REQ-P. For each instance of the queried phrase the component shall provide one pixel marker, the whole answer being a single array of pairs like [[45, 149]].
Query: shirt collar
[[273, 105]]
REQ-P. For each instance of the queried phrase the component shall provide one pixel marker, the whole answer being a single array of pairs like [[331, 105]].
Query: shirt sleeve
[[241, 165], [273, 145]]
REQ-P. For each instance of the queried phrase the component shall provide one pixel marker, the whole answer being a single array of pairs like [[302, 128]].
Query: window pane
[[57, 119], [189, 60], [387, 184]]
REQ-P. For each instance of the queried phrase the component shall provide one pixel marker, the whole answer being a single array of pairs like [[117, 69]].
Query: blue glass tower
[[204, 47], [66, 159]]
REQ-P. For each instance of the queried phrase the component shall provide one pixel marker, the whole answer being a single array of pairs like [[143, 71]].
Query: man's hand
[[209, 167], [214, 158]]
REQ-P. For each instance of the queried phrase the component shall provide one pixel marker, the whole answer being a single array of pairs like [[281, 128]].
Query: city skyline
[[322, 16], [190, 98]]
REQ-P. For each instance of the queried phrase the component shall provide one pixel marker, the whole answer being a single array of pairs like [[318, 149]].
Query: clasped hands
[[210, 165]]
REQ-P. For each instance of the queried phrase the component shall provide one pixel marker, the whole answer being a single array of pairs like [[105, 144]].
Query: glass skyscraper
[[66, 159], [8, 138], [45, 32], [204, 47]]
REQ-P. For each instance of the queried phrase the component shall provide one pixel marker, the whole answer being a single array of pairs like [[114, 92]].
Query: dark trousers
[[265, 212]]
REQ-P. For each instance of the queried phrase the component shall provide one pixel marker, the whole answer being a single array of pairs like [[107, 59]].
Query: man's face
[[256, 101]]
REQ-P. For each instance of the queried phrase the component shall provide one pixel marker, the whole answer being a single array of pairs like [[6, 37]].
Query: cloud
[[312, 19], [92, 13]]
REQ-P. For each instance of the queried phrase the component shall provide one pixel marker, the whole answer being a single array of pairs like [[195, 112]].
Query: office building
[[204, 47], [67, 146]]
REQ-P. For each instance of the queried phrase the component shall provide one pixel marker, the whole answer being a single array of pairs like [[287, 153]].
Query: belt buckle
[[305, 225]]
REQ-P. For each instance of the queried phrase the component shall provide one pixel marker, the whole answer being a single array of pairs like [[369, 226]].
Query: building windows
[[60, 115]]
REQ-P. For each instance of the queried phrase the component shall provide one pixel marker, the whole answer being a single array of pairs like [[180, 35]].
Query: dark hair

AIM OF THE TASK:
All of the entries above are to be written out again exactly.

THE ANSWER:
REQ-P. For each instance of the queried phrase the component shall provide one pixel marker, the whole answer being a single array of pairs like [[45, 149]].
Query: shirt collar
[[273, 105]]
REQ-P. For each instance of the queried phrase the component shall provide one pixel marker, the whole answer being a single array of pairs like [[331, 105]].
Query: shirt sleeve
[[241, 165], [273, 145]]
REQ-P. For each instance of the queried phrase the component shall provide one pixel marker, the whole answer being a single array of pairs like [[302, 128]].
Query: window pane
[[57, 119], [189, 60], [387, 184]]
REQ-P. For each instance of the queried phrase the component shall provide one pixel marker, the whole answer being a single array of pairs like [[117, 69]].
Query: blue glass tower
[[204, 47], [66, 159]]
REQ-P. For each instance of the queried phrase the component shall provide one pixel marker, the whole answer being a single array of pairs like [[143, 71]].
Query: man's hand
[[209, 167], [214, 158]]
REQ-P. For each instance of the queried phrase the component shall provide one pixel marker, the whole answer being a single array of pairs like [[281, 128]].
Query: city skyline
[[322, 16], [190, 98]]
REQ-P. For each instance of the queried phrase the component shall provide one pixel marker, the whole answer being a single array of pairs like [[318, 149]].
Query: clasped hands
[[210, 165]]
REQ-P. For each instance of the queried phrase the component shall provide one pixel marker, the whole answer being a single array of pairs like [[105, 144]].
Query: glass skyscraper
[[66, 159], [8, 138], [45, 32], [204, 47]]
REQ-P. For each instance of the queried phrase the component shall provide one pixel marker, the whole answer being a single array of pairs like [[114, 92]].
Query: dark trousers
[[265, 212]]
REQ-P. For each instance of the queried phrase the component shall provide one pixel marker, the whole answer being a single array of pairs like [[107, 59]].
Query: man's face
[[256, 101]]
REQ-P. For each instance of the queried phrase the component shall provide one pixel marker, the whole answer being a single array of pairs like [[6, 37]].
Query: cloud
[[312, 19], [92, 13]]
REQ-P. For each instance of the queried phrase the component shall provide one pixel marker, the whole answer being a single array of pairs like [[195, 112]].
Query: office building
[[204, 47], [67, 146]]
REQ-P. For each instance of the queried phrase the component shall provide one pixel marker, the whole answer being a single array of pairs like [[287, 153]].
Query: belt buckle
[[305, 225]]
REQ-P. For each instance of the queried phrase the component shall provide one pixel marker, the whole answer being a single array of pairs like [[369, 226]].
Query: building windows
[[60, 115]]
REQ-P. For each instance of the queried phrase the component shall provide one pixel marker, the whole answer being a single array of pairs like [[180, 35]].
Query: dark hair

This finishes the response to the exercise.